• [WHAT TO PRODUCE]
Format everything below from the line containing "The client would like the blue" down to the line containing "[154,0,351,119]", both ends included, as a JSON list of strings with one string per line and blank lines left out.

>>>

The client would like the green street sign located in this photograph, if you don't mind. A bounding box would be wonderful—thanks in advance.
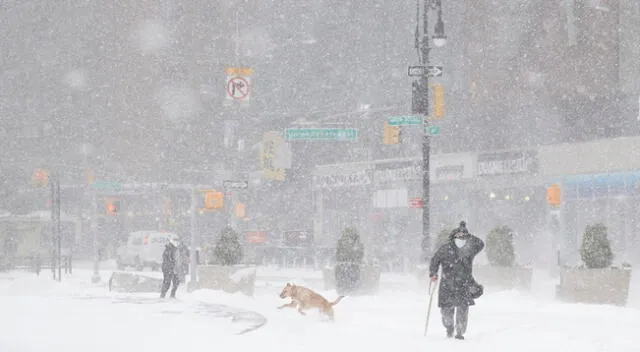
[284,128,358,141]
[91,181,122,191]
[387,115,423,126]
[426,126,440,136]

<<<
>>>

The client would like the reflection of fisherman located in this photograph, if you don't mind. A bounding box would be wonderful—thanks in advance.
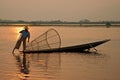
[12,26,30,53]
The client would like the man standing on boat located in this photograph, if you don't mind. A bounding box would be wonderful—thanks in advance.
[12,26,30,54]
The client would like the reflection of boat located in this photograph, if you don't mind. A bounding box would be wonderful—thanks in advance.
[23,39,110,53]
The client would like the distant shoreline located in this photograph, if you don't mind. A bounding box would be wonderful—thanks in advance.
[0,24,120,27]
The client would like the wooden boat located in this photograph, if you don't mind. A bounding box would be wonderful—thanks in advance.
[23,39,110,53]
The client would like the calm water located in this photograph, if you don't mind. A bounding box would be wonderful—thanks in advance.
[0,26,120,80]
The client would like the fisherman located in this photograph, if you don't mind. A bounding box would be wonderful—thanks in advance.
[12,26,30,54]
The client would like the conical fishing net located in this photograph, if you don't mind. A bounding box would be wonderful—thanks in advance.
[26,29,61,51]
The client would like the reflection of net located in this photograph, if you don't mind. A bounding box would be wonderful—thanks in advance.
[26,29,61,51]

<<<
>>>

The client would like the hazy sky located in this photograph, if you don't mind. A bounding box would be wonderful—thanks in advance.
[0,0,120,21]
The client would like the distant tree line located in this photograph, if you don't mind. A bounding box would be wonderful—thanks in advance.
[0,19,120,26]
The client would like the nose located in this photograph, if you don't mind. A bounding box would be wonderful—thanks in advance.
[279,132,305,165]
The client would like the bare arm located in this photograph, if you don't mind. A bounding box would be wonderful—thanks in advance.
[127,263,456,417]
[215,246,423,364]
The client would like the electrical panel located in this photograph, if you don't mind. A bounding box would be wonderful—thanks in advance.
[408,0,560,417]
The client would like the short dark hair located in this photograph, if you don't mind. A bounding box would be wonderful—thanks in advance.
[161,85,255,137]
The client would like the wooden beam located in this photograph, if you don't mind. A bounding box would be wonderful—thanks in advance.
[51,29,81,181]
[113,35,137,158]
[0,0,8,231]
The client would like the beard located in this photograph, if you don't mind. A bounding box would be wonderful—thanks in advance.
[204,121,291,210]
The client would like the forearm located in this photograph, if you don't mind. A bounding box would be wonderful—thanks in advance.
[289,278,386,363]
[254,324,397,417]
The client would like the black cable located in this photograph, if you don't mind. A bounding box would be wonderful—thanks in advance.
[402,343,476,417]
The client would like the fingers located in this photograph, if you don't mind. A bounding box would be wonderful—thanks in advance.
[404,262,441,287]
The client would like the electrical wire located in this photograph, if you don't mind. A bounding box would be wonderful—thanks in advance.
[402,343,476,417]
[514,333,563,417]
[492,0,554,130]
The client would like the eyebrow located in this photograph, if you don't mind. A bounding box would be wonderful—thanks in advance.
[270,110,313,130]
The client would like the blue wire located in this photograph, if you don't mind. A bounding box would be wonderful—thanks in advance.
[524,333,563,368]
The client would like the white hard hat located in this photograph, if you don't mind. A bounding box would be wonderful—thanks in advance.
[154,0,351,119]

<<<

• [THE RESULT]
[
  "The client would like the blue wire located in this photograph, if you don't mind. A bounding box would be wonderful—thanks in advance.",
  "[524,333,563,368]",
  "The client would like the white hard hat located in this photograph, if you don't mind. A bounding box would be wonderful—thanks in advance.",
  "[154,0,351,119]"
]